One of the foreign policy strategies Kissinger repeats again and again is the policy of linkage. In theory, the strategy is reminiscent of the quid pro quo. Strategy is linked with substance. When Nixon entered office in January 1969, the United States did not recognize the People’s Republic of China; never had a summit with the Soviet Union; and the Vietnam War had cost the nation blood, treasure, and unity. Amidst these foreign policy challenges, Nixon pledged to end the war in Vietnam and bring “peace with honor.”
In 1969, a foreign policy opportunity presented itself. Along the extensive Soviet-Chinese border, military clashes took place. Kissinger saw this as an opportunity to play the Communist giants off each other. It was a daring move that would have consequences for several foreign policy challenges already in motion: the Vietnam War (North Vietnam funded by the Soviet Union), the Strategic Arms Limitation Treaty (SALT), West Germany’s Ostpolitik (normalizing borders and treaties with the Eastern Communist bloc), and the Soviet military presence in Egypt (a consequence of the Six-Day War in 1967). Hence, a thousand-plus pages of self-justification, evasion, government jargon, and memoranda excerpts. Whether one thinks of Kissinger as war criminal, elder statesman, or some combination of both depends on the political stripe of the reader.
Once China opened, the United States could use the relationship as a wedge between Communist giants. The gambit represented great risk to the Nixon Administration, especially alienating the Right and jeopardizing his chances for re-election. After a career as a Red-baiter, it must have struck the die-hards of the Right as treasonous and offensive to court China, especially after the carnage wrought by the Cultural Revolution. Nevertheless, anyone familiar with the history of the American foreign policy must conceded that ideological differences take a back seat to the amoral engine of self-interest. China astutely recognized the needs of the United States and integrated into their own specific foreign policy requirements. Today the United States lives with the consequences of opening China, for good or ill. One only needs to look where most of their products are made and thank Kissinger for his contributions.
Fascists and Despots; Communists and Tyrants
In White House Years, the reader encounters numerous foreign dignitaries, powerful leaders, and charismatic individuals via Kissinger’s many meetings at home and abroad. Most meetings come off as procedural and drab; conversations focusing on this or that technical detail. Kissinger encounters Fascists, despots, Communists, and tyrants. Depending on the situation, the aforementioned human rights violators may be either friend or foe. During the Cold War an ally’s human rights record or violations of democracy became forgotten in the global chess game. This explains the United States rich history of friendship with Iran and Spain and antipathy towards Cuba and China.

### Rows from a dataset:
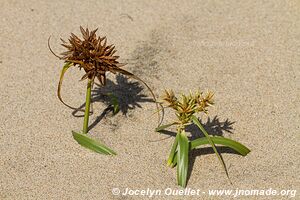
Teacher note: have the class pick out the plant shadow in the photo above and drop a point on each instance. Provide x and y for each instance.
(215, 127)
(129, 95)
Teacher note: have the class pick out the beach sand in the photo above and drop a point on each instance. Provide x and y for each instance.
(247, 52)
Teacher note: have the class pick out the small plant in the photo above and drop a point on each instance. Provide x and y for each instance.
(96, 58)
(186, 109)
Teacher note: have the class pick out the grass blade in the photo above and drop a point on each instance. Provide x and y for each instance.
(238, 147)
(182, 161)
(161, 128)
(196, 121)
(91, 144)
(173, 152)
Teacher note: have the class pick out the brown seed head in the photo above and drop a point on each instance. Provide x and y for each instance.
(93, 55)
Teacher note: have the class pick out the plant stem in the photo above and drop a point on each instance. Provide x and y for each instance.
(87, 107)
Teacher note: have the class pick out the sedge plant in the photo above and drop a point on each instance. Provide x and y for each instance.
(186, 109)
(96, 58)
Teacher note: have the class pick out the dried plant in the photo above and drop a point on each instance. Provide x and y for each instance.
(96, 58)
(186, 109)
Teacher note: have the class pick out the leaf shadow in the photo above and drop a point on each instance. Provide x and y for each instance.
(128, 93)
(215, 127)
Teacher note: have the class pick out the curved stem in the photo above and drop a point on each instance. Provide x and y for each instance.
(87, 107)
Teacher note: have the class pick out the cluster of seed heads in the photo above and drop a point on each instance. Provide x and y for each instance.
(188, 105)
(93, 55)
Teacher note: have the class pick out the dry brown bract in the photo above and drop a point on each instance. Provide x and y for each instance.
(93, 55)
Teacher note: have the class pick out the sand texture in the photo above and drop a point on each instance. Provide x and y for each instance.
(247, 52)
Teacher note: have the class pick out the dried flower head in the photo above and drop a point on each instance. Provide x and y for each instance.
(93, 55)
(96, 58)
(188, 105)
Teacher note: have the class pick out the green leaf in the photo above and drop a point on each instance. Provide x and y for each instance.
(161, 128)
(91, 144)
(182, 158)
(173, 151)
(196, 121)
(238, 147)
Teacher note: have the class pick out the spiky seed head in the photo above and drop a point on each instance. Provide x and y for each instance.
(92, 54)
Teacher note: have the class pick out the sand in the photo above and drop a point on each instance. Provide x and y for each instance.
(247, 52)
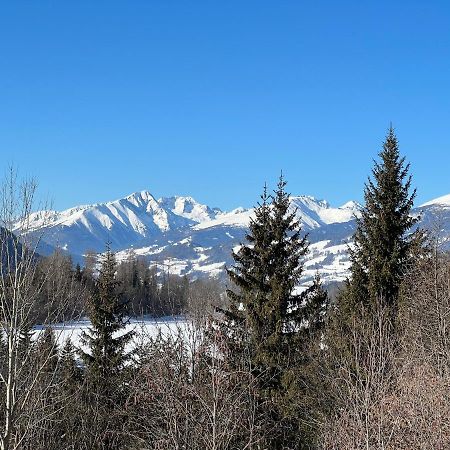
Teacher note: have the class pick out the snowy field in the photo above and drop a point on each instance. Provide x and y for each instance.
(144, 328)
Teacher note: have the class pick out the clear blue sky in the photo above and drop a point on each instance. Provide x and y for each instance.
(102, 98)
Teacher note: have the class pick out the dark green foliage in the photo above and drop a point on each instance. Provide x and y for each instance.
(108, 315)
(276, 322)
(383, 240)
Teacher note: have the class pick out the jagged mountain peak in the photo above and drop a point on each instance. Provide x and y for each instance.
(189, 208)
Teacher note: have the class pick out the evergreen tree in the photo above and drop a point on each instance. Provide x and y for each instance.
(69, 372)
(272, 318)
(383, 242)
(107, 313)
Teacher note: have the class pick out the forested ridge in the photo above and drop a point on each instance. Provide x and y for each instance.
(257, 364)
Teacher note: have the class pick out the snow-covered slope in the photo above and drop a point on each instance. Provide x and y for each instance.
(186, 237)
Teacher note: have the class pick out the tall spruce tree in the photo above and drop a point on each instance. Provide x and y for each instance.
(272, 318)
(383, 242)
(108, 315)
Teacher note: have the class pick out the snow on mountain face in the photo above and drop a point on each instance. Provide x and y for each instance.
(190, 209)
(187, 237)
(440, 201)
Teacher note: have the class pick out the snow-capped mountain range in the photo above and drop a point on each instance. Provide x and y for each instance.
(183, 236)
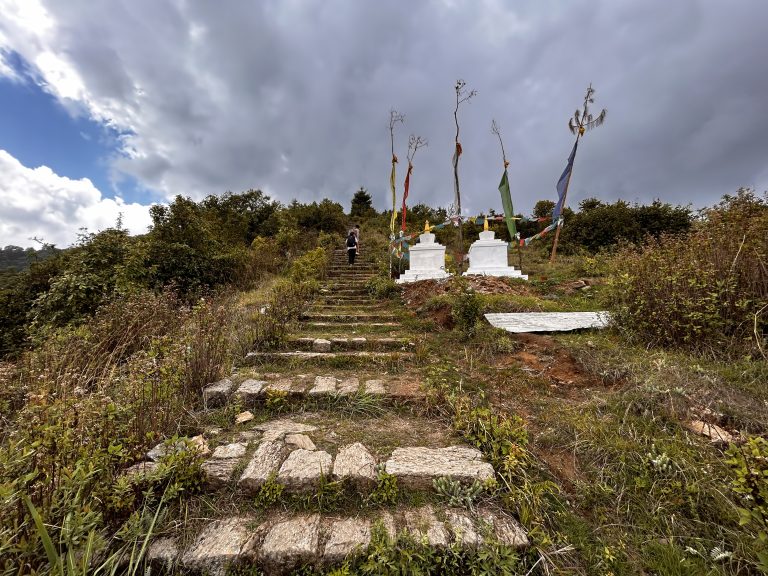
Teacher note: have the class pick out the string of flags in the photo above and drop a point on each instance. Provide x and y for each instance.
(400, 245)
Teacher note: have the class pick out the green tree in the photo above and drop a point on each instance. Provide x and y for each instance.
(362, 204)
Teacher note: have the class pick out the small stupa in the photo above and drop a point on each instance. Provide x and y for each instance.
(488, 257)
(427, 259)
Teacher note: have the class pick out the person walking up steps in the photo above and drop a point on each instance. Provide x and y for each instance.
(351, 247)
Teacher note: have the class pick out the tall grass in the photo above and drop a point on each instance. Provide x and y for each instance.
(706, 291)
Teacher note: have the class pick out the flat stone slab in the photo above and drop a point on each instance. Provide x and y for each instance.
(356, 463)
(300, 441)
(251, 390)
(285, 426)
(416, 468)
(303, 468)
(548, 321)
(291, 542)
(218, 471)
(235, 450)
(424, 526)
(264, 462)
(220, 544)
(218, 393)
(346, 536)
(323, 385)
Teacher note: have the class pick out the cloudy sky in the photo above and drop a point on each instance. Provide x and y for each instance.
(107, 107)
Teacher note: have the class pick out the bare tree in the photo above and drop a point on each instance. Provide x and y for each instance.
(462, 95)
(581, 122)
(414, 143)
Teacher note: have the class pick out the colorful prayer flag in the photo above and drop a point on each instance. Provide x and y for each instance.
(506, 202)
(405, 191)
(562, 185)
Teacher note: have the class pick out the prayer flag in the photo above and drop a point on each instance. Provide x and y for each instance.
(394, 197)
(405, 191)
(506, 202)
(562, 185)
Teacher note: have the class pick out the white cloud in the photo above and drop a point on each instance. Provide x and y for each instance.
(37, 202)
(293, 96)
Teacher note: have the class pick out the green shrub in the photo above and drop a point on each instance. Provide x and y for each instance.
(749, 465)
(704, 292)
(382, 287)
(466, 312)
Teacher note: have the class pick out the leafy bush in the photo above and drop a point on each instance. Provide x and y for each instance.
(749, 465)
(466, 312)
(382, 287)
(704, 292)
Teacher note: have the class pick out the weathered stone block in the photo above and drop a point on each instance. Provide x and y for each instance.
(219, 545)
(355, 463)
(264, 462)
(416, 468)
(346, 536)
(218, 393)
(290, 543)
(323, 385)
(300, 441)
(424, 526)
(302, 469)
(250, 391)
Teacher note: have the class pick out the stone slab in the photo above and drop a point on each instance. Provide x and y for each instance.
(251, 390)
(291, 542)
(302, 469)
(548, 321)
(218, 471)
(355, 462)
(300, 441)
(375, 387)
(264, 462)
(416, 468)
(218, 393)
(235, 450)
(323, 385)
(348, 386)
(220, 544)
(424, 526)
(346, 536)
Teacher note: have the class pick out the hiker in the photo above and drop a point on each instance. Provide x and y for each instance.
(351, 247)
(356, 230)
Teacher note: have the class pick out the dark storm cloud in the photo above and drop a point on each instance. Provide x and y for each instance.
(294, 96)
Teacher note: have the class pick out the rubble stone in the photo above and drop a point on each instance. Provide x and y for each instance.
(346, 536)
(416, 468)
(264, 462)
(303, 468)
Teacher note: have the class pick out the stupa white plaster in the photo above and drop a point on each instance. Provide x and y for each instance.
(488, 257)
(427, 261)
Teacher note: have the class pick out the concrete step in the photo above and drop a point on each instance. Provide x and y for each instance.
(348, 317)
(337, 344)
(252, 390)
(286, 541)
(326, 358)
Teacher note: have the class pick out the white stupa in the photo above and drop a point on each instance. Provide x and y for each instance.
(488, 257)
(427, 260)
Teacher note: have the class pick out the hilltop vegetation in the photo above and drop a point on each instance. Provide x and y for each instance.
(109, 343)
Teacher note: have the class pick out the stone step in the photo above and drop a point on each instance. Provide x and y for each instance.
(320, 358)
(283, 541)
(339, 343)
(348, 317)
(352, 327)
(253, 391)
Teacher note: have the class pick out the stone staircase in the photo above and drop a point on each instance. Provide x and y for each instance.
(349, 420)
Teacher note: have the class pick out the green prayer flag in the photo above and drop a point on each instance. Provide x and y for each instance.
(506, 202)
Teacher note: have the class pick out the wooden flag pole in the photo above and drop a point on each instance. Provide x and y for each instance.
(565, 195)
(580, 123)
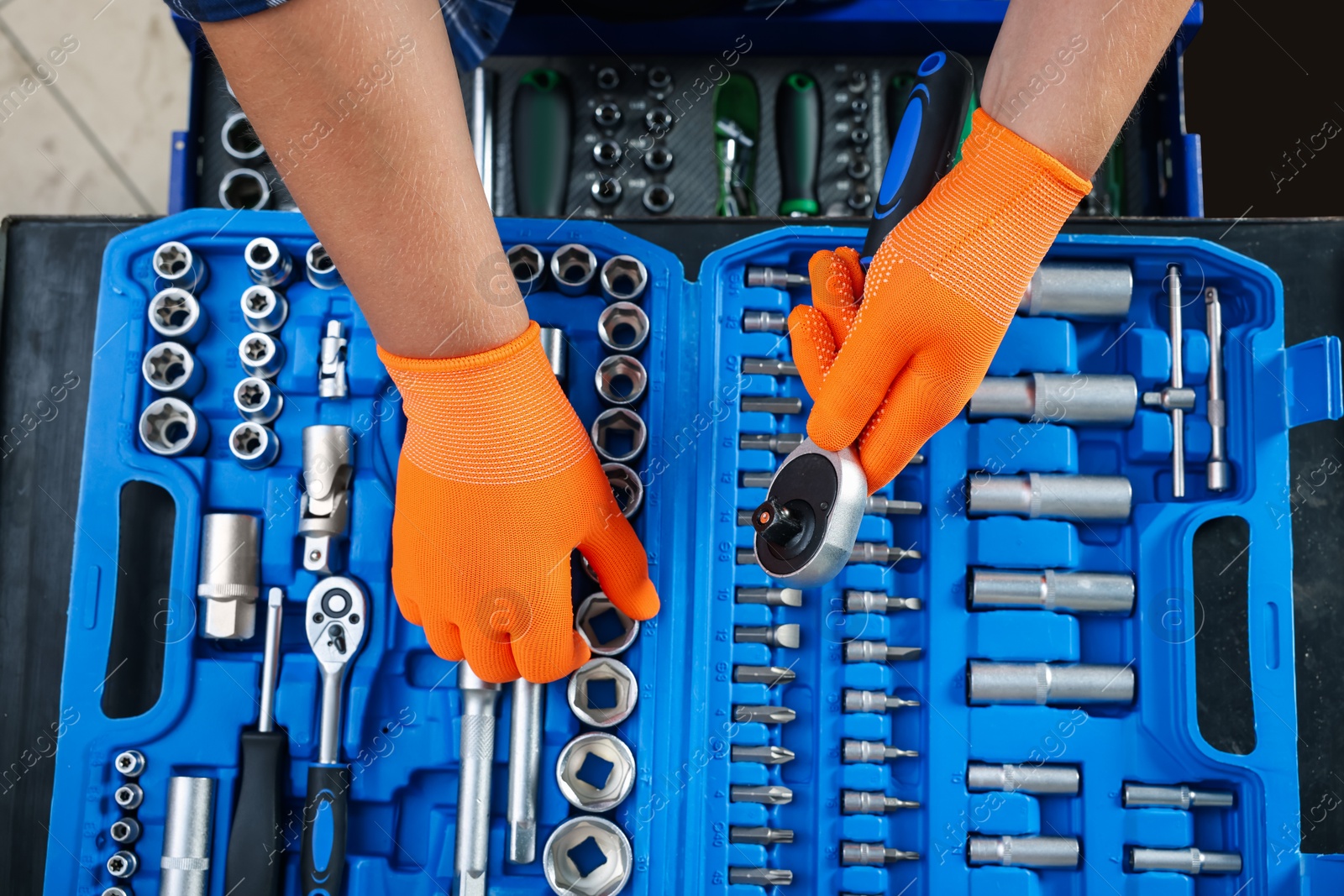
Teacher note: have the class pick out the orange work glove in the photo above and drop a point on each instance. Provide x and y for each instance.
(497, 484)
(893, 359)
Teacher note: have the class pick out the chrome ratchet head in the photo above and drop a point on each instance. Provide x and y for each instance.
(810, 520)
(338, 614)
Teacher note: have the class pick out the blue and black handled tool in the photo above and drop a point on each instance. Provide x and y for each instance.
(808, 524)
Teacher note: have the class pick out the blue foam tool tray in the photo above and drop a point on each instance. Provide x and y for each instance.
(401, 705)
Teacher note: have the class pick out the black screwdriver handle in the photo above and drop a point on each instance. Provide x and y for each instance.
(925, 143)
(323, 868)
(255, 862)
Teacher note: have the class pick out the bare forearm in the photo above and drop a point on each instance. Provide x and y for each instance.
(358, 103)
(1066, 76)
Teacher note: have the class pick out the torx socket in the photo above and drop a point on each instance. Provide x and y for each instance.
(769, 597)
(1175, 797)
(759, 836)
(1046, 496)
(766, 714)
(783, 636)
(769, 755)
(187, 832)
(1052, 590)
(871, 752)
(1184, 862)
(765, 794)
(1028, 779)
(877, 602)
(1074, 399)
(768, 676)
(765, 322)
(858, 700)
(879, 652)
(769, 365)
(1048, 683)
(1086, 291)
(772, 405)
(853, 853)
(1023, 852)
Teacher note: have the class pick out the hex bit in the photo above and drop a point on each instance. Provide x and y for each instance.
(785, 636)
(879, 652)
(874, 752)
(853, 853)
(769, 597)
(765, 794)
(871, 802)
(764, 714)
(858, 600)
(764, 674)
(874, 701)
(769, 755)
(759, 836)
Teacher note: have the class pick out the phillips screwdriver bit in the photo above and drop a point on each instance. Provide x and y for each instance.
(766, 878)
(785, 636)
(766, 794)
(853, 752)
(879, 652)
(759, 836)
(874, 701)
(764, 674)
(769, 597)
(871, 802)
(873, 855)
(765, 755)
(877, 602)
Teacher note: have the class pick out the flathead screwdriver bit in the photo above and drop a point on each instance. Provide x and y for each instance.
(879, 652)
(871, 802)
(785, 636)
(769, 755)
(874, 701)
(858, 600)
(759, 836)
(769, 676)
(766, 715)
(853, 752)
(766, 794)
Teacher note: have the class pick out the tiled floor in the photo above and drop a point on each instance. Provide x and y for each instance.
(91, 93)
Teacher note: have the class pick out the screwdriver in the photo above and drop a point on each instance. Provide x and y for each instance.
(252, 867)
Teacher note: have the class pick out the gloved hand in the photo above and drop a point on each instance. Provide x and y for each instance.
(891, 358)
(497, 484)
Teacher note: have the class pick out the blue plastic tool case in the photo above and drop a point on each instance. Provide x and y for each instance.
(402, 707)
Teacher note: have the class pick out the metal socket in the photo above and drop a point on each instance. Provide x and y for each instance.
(1055, 497)
(261, 355)
(268, 262)
(596, 772)
(170, 427)
(622, 327)
(1048, 683)
(1075, 399)
(1052, 590)
(618, 434)
(176, 316)
(620, 379)
(171, 369)
(622, 278)
(257, 399)
(573, 268)
(588, 856)
(606, 629)
(1025, 852)
(264, 309)
(244, 188)
(602, 692)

### Objective 1:
Repeat word for word the part of the Kissinger passage from "In 1969, a foreign" to "of the reader.".
### Objective 2:
Reproduce exactly the lines of the records from the line with "Teacher note: have the class pick out the flathead" through the last line of the records.
The Kissinger passage and the records have no connection to each other.

### Correct output 1:
In 1969, a foreign policy opportunity presented itself. Along the extensive Soviet-Chinese border, military clashes took place. Kissinger saw this as an opportunity to play the Communist giants off each other. It was a daring move that would have consequences for several foreign policy challenges already in motion: the Vietnam War (North Vietnam funded by the Soviet Union), the Strategic Arms Limitation Treaty (SALT), West Germany’s Ostpolitik (normalizing borders and treaties with the Eastern Communist bloc), and the Soviet military presence in Egypt (a consequence of the Six-Day War in 1967). Hence, a thousand-plus pages of self-justification, evasion, government jargon, and memoranda excerpts. Whether one thinks of Kissinger as war criminal, elder statesman, or some combination of both depends on the political stripe of the reader.

### Correct output 2:
Teacher note: have the class pick out the flathead screwdriver bit in the photo above and drop a point on each instance. Provide x and y for each instance.
(879, 652)
(871, 802)
(785, 636)
(769, 755)
(874, 701)
(858, 600)
(759, 836)
(769, 676)
(766, 715)
(853, 752)
(766, 794)
Teacher note: have the class pick out the tiled floor in the photo above and drop a point on each instance. Provide x and y for each instance.
(91, 93)
Teacher note: have the class pick out the screwdriver in the photo above and drop a point on each instance. Provide x and y for each instance.
(252, 867)
Teacher note: have the class pick out the gloved hand in the photo above and drop a point on each instance. Provide x and y for each instance.
(891, 358)
(497, 484)
Teacher note: have the class pick out the blue plastic tool case in the photo above and drop a point on each instance. Provide x and y for each instance.
(402, 707)
Teacher note: have the class pick out the metal socket in the photo above and drop a point on each instance. Provide x and y for each instance.
(1055, 497)
(261, 355)
(268, 262)
(596, 772)
(170, 427)
(622, 327)
(1048, 683)
(1075, 399)
(1052, 590)
(618, 434)
(176, 316)
(620, 379)
(171, 369)
(622, 278)
(257, 399)
(573, 268)
(588, 856)
(606, 629)
(1025, 852)
(264, 309)
(244, 188)
(602, 692)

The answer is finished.